[start QUOTED TEXT]

She would have no place to stay
pending the delay of months to
finalise the matter. It was submitted that the respondent
failed to respond to any correspondence
of the tribunal.
[33] A
tribunal cannot take away the constitutional right of a litigant to
approach the court. Reliance
of the respondent on the
Caesarstone
matter is misplaced in that the decision refers to
matters that are before the courts. A tribunal is not a court of
law. It
is within the rights of a litigant to choose any forum
he wants to approach for resolution of disputes. This point
in
limine
has no merit. It is therefore dismissed.
The merits
Applicable law
[34]
The mandament van spolie has three characteristics; it is a
possessory remedy; it is an extraordinary, a
robust and a speedy
remedy.
[35]
The court in
Scoop
Industries (Pty) Ltd v Langlaagte Estate and GM Co
[2]
had
this to say:
“
Two
factors are required to find a claim for an order for the restitution
of possession on an allegation of spoliation. The
first is that
the applicant was in possession and the second, that he has been
wrongfully deprived of that possession and against
his wish. It has
been laid down that there must be clear proof of possession and of
the illicit deprivation before an order should
be granted … It
must be shown that the applicant had had free and undisturbed
possession.

[end QUOTED TEXT]
[start SOURCE DATA]

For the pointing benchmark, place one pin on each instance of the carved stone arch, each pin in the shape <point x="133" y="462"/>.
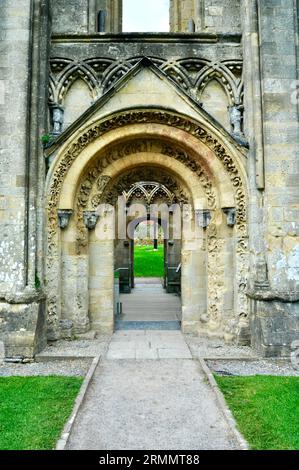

[end SOURCE DATA]

(EXERCISE SET):
A: Which case does the judgment quote on the factors needed for an order restoring possession on an allegation of spoliation?
B: State whether each statement agrees with the judgment. Answer yes or no, and quote the words of the judgment that decide it: (i) A tribunal is a court of law. (ii) The point in limine is dismissed. (iii) An order requires clear proof of possession.
The lines after the judgment are separate material and are not part of it.

(OUTPUTS BY TASK):
A: Scoop Industries (Pty) Ltd v Langlaagte Estate and GM Co.

B:
(i) No: "A tribunal is not a court of law."
(ii) Yes: "This point in limine has no merit. It is therefore dismissed."
(iii) Yes: "there must be clear proof of possession and of the illicit deprivation before an order should be granted"